EXERCISE OBJECTIVE >> Quote the entries in full, character for character, without their images.

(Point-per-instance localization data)

==========

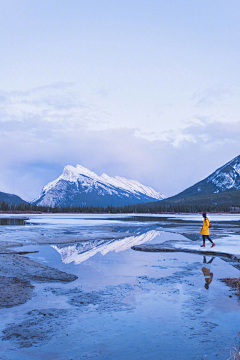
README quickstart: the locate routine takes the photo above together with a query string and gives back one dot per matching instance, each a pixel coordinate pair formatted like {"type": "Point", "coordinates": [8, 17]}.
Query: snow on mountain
{"type": "Point", "coordinates": [80, 186]}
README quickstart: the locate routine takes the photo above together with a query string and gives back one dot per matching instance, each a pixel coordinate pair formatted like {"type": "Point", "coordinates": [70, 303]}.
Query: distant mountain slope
{"type": "Point", "coordinates": [80, 186]}
{"type": "Point", "coordinates": [223, 179]}
{"type": "Point", "coordinates": [11, 199]}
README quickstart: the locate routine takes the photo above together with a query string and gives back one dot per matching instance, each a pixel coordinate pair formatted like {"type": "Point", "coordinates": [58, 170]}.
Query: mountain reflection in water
{"type": "Point", "coordinates": [80, 252]}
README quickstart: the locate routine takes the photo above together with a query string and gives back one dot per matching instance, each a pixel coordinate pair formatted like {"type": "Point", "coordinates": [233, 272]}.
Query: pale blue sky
{"type": "Point", "coordinates": [148, 90]}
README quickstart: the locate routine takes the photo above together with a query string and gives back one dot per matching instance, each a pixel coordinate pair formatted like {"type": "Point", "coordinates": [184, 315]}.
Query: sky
{"type": "Point", "coordinates": [144, 89]}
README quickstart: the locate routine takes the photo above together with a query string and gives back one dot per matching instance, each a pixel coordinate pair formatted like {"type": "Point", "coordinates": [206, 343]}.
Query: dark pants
{"type": "Point", "coordinates": [206, 236]}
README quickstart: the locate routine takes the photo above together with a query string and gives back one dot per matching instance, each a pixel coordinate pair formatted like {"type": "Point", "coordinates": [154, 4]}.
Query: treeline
{"type": "Point", "coordinates": [155, 207]}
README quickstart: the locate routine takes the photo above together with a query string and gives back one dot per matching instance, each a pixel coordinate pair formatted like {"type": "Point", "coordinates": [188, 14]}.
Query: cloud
{"type": "Point", "coordinates": [214, 95]}
{"type": "Point", "coordinates": [46, 128]}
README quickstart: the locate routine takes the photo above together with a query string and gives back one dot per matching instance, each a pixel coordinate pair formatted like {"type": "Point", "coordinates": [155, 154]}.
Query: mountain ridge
{"type": "Point", "coordinates": [80, 186]}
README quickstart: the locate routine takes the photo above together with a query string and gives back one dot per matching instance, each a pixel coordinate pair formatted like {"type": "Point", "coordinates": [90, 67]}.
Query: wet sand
{"type": "Point", "coordinates": [98, 298]}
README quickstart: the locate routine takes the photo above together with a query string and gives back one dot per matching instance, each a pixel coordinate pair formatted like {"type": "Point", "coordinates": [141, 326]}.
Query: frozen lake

==========

TASK SOLUTION >>
README quickstart: the locate routine takes the photo above together with a query string and gives back one dot per matching instance, each a pixel coordinate pair formatted like {"type": "Point", "coordinates": [8, 17]}.
Query: snow on mountain
{"type": "Point", "coordinates": [80, 186]}
README quickstart: the locate routine takes the photo above together with a query string and gives back one dot per matching instance, each a pixel coordinate pair formatted like {"type": "Point", "coordinates": [70, 303]}.
Query: distant mountain slope
{"type": "Point", "coordinates": [80, 186]}
{"type": "Point", "coordinates": [223, 179]}
{"type": "Point", "coordinates": [11, 199]}
README quickstart: the locate routine takes the photo above together with a query string and gives back one dot per matching instance, each a pixel coordinate pair formatted like {"type": "Point", "coordinates": [58, 170]}.
Query: mountain reflection in water
{"type": "Point", "coordinates": [80, 252]}
README quickstart: the locate routine takes the photo above together with a query string and gives back one dot per matching instance, each a pixel coordinate pair formatted like {"type": "Point", "coordinates": [233, 272]}.
Query: pale blue sky
{"type": "Point", "coordinates": [148, 90]}
README quickstart: the locate routine takes the photo above together with a query string and gives back one dot per matching instance, each a pixel coordinate pair formatted like {"type": "Point", "coordinates": [184, 315]}.
Query: sky
{"type": "Point", "coordinates": [144, 89]}
README quickstart: the locate routine takes the photo above together with a query string and gives back one dot per matching instance, each a pixel coordinate pair formatted like {"type": "Point", "coordinates": [206, 343]}.
Query: dark pants
{"type": "Point", "coordinates": [206, 236]}
README quickstart: the locate routine takes the photo above together with a query string and gives back one dot per matching instance, each a pixel coordinate pair formatted like {"type": "Point", "coordinates": [154, 4]}.
Query: treeline
{"type": "Point", "coordinates": [155, 207]}
README quickstart: the locate routine takes the photo above together with a query string and gives back one dot per matching instance, each a pixel coordinate pair formatted like {"type": "Point", "coordinates": [188, 14]}.
Query: cloud
{"type": "Point", "coordinates": [214, 95]}
{"type": "Point", "coordinates": [46, 128]}
README quickstart: the locate routine takes the photo above together with a query string and gives back one dot per matching instance, each a pixel coordinate pair formatted like {"type": "Point", "coordinates": [155, 154]}.
Query: mountain ridge
{"type": "Point", "coordinates": [80, 186]}
README quickstart: the locate routine takes the photo above together with a query string and gives back one dot per matching instance, each a pixel coordinate pair formatted like {"type": "Point", "coordinates": [90, 67]}.
Query: wet sand
{"type": "Point", "coordinates": [98, 298]}
README quickstart: the locate routine takes the photo above together with a query string and gives back one dot per matching instance, each a pixel coordinate pair formatted like {"type": "Point", "coordinates": [141, 326]}.
Query: frozen lake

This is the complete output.